Dataset entries:
--
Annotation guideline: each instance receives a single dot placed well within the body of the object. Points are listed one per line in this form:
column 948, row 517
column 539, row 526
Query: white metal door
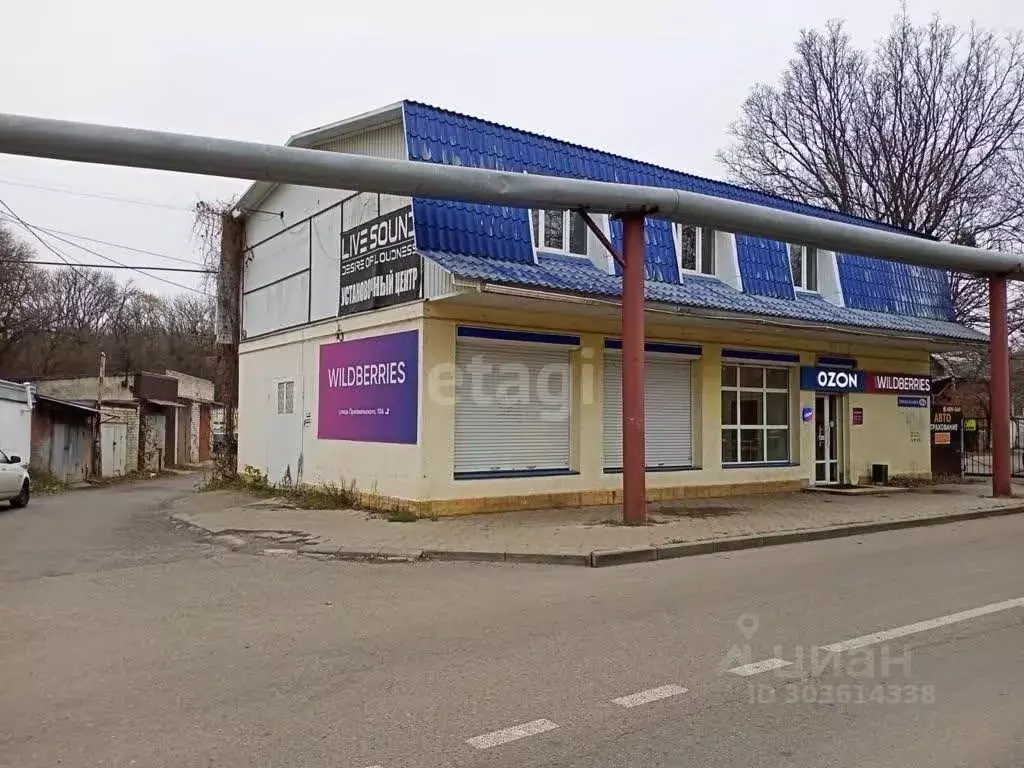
column 115, row 439
column 285, row 443
column 826, row 434
column 513, row 408
column 668, row 412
--
Work to be completed >>
Take each line from the records and copy it unchanged, leaving images out.

Your solution >>
Annotation guideline: each instance receives a single dot placed well within the body of the object. Points are listed one per line in this form:
column 948, row 517
column 539, row 526
Query: white metal door
column 115, row 439
column 285, row 443
column 826, row 434
column 513, row 408
column 668, row 412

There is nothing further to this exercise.